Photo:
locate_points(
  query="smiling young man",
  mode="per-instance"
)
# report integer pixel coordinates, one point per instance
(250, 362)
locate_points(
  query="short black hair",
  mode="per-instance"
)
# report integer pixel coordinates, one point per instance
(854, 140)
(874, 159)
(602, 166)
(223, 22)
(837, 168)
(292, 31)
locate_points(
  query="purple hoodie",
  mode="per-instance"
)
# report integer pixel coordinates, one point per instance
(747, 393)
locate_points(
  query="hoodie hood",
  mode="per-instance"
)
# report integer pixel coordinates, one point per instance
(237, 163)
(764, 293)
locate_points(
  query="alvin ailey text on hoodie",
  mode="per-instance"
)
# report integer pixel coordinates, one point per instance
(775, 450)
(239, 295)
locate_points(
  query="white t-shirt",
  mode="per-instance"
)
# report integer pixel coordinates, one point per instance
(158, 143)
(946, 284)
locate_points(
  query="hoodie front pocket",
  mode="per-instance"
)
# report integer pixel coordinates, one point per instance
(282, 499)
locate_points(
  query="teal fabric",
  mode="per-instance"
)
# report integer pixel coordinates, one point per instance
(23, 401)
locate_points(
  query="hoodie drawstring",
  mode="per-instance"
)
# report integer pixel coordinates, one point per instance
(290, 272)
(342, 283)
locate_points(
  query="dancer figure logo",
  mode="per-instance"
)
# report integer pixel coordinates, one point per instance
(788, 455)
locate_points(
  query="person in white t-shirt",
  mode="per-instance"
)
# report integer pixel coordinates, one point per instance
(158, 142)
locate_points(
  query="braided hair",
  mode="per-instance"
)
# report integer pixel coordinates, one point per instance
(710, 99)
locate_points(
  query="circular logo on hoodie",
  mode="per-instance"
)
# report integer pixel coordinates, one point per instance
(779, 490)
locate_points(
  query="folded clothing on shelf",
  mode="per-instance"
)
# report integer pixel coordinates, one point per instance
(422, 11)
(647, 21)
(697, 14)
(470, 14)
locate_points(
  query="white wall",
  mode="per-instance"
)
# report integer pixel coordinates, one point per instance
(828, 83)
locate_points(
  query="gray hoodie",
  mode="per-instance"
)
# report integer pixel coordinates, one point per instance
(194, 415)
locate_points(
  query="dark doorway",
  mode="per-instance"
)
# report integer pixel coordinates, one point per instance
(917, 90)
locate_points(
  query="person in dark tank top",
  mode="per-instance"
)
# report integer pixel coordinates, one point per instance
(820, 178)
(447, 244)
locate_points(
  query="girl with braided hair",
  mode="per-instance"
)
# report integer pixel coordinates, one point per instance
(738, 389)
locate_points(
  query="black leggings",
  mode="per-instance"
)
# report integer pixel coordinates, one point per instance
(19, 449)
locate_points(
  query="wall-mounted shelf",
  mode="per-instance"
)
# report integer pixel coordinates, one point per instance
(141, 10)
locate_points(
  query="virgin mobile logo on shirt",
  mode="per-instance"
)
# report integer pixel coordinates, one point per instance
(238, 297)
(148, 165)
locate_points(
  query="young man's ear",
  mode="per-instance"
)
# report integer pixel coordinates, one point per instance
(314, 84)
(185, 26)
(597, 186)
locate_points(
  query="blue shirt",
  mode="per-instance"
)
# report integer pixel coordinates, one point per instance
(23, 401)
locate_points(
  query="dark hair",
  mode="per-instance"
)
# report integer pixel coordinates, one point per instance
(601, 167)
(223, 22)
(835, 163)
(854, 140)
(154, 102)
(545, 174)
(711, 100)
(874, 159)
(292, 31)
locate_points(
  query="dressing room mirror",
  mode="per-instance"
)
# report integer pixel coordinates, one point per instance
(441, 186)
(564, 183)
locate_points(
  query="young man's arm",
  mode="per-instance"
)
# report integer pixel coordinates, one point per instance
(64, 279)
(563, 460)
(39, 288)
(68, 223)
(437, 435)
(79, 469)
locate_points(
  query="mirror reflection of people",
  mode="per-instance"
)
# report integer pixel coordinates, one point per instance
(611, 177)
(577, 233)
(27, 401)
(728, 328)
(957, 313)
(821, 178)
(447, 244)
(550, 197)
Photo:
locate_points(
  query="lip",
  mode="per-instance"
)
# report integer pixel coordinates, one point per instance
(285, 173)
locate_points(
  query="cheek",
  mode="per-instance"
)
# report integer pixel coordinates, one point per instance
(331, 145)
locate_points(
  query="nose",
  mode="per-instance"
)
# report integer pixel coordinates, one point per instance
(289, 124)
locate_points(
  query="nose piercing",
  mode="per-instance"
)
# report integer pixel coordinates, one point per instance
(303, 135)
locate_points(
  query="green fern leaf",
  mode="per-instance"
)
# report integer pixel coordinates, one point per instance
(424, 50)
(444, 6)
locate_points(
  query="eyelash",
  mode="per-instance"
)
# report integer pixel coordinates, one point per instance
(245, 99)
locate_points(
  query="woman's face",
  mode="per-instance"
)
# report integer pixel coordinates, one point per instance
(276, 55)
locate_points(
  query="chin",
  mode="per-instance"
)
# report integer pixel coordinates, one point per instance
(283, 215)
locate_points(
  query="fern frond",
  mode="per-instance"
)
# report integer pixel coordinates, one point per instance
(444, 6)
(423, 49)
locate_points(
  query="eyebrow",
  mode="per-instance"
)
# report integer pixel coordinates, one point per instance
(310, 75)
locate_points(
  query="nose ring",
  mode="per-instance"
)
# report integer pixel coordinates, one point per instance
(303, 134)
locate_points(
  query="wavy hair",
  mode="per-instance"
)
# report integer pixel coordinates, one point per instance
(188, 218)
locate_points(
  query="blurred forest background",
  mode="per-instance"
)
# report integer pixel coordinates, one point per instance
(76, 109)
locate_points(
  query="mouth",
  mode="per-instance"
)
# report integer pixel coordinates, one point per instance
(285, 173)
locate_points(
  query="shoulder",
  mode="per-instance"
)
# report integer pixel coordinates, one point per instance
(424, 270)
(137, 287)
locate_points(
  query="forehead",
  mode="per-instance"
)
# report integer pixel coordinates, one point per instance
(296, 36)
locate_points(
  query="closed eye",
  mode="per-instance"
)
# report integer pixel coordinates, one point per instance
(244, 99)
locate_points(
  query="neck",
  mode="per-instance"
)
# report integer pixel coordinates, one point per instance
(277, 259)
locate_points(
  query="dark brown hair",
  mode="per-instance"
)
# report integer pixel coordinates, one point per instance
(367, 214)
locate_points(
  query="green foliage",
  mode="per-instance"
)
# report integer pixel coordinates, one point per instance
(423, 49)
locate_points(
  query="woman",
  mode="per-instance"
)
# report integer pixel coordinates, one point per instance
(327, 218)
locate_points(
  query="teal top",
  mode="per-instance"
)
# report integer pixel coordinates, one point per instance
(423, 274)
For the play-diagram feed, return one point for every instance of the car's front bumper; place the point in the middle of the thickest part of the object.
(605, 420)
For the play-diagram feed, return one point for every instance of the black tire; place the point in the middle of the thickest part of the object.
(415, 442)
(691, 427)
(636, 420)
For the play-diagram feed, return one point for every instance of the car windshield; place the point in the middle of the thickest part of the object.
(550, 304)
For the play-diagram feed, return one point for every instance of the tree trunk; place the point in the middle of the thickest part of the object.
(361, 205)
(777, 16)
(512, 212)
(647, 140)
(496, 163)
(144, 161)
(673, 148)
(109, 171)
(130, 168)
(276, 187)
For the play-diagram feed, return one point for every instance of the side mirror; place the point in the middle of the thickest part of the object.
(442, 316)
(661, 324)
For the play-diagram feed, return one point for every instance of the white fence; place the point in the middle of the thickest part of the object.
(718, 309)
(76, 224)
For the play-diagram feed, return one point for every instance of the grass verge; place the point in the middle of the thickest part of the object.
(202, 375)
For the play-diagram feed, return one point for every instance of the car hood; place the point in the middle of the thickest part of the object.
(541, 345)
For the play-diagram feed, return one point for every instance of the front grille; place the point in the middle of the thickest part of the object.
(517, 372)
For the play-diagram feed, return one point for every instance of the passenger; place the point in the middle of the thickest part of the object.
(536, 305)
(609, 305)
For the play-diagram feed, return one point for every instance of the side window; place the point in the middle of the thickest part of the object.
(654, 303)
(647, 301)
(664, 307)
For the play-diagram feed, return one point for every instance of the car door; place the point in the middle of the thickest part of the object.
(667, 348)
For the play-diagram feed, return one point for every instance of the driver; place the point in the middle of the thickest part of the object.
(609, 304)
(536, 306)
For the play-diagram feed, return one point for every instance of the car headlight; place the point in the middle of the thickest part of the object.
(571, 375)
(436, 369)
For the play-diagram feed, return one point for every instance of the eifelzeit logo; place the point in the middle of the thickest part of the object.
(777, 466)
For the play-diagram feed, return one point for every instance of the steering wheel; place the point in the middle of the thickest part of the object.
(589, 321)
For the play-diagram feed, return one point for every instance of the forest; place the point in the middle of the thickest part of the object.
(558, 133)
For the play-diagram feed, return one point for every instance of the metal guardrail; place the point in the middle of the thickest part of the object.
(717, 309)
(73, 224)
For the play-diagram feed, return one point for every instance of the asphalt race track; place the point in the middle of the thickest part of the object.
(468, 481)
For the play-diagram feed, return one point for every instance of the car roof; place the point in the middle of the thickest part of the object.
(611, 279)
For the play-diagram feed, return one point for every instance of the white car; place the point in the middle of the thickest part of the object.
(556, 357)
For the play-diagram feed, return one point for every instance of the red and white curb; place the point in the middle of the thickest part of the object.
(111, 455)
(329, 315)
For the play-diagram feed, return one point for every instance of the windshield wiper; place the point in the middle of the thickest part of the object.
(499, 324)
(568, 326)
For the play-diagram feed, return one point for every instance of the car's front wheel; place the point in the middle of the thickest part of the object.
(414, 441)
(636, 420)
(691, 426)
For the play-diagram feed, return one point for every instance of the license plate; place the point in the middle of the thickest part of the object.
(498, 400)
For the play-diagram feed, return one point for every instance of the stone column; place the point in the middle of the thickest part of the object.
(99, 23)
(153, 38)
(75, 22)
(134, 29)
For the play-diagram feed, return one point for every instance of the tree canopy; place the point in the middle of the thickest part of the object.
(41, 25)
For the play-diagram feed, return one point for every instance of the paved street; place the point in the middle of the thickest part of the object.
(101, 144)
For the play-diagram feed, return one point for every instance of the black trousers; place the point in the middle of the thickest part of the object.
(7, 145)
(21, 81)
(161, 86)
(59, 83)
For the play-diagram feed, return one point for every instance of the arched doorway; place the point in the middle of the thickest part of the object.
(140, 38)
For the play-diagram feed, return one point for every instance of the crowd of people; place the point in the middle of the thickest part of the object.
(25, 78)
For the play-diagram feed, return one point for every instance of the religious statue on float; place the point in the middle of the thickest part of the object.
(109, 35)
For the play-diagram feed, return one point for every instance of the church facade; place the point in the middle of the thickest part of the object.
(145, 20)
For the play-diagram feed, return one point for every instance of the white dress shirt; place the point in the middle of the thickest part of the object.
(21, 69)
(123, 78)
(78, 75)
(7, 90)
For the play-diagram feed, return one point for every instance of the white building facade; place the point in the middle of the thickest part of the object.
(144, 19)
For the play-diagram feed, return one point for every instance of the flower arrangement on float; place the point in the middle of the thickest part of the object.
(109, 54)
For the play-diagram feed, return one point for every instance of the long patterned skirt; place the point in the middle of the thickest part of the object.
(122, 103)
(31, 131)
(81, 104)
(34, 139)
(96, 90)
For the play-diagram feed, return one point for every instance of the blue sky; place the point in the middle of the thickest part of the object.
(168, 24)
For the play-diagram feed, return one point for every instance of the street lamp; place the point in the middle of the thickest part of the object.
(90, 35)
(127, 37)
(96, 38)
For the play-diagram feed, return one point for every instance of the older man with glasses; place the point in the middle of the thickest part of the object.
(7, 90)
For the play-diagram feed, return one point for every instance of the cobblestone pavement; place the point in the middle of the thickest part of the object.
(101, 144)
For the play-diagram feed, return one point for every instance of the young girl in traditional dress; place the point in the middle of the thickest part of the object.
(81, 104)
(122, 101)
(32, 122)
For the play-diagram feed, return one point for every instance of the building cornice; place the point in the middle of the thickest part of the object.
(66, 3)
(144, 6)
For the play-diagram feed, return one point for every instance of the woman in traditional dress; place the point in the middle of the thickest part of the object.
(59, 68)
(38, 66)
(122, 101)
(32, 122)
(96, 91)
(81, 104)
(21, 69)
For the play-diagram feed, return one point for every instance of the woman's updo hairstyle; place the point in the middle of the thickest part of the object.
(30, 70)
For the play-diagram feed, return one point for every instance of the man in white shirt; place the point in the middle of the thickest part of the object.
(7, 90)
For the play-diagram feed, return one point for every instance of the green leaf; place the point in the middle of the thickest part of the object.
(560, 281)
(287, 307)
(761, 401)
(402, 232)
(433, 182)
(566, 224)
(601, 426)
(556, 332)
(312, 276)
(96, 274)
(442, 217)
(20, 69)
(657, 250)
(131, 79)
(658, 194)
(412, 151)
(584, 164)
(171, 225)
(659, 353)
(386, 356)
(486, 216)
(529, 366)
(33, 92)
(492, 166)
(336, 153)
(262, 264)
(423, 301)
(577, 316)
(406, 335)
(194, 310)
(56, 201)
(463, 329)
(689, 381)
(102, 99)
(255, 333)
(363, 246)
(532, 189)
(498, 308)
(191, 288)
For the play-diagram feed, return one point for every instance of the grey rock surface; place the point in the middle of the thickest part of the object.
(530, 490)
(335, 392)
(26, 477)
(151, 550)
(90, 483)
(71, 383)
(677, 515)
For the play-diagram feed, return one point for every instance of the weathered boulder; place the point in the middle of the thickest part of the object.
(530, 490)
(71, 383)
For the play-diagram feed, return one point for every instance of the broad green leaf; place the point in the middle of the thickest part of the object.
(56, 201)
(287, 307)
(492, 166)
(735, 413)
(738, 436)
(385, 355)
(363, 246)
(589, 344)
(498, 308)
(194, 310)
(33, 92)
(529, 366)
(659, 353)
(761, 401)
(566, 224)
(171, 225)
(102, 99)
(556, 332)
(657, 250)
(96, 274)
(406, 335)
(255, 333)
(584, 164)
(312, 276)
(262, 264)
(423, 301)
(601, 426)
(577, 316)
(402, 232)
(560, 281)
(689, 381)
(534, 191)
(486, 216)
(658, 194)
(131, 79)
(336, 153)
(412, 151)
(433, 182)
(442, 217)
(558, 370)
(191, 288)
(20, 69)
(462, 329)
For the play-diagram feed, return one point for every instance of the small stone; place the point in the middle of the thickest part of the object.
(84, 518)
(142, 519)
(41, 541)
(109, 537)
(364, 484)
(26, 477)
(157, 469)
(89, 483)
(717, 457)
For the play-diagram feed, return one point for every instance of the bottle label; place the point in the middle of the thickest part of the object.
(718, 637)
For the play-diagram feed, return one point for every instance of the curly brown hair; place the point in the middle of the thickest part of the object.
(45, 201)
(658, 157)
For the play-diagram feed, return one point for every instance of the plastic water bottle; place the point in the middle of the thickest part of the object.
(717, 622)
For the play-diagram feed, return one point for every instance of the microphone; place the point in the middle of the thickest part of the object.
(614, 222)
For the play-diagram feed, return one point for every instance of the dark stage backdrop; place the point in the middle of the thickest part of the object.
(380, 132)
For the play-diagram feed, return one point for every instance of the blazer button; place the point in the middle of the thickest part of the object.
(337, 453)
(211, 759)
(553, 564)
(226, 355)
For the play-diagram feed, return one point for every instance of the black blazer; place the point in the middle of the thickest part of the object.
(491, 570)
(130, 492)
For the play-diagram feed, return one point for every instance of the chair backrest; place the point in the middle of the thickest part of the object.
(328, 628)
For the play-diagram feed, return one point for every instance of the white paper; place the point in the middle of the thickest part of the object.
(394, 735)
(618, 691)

^^^^^^^^

**Exercise description:** Look for the word "nose" in the listing above, and copy every line where you find it.

**Response to the exercise:**
  query="nose",
  query="nose piercing",
  query="nose ring",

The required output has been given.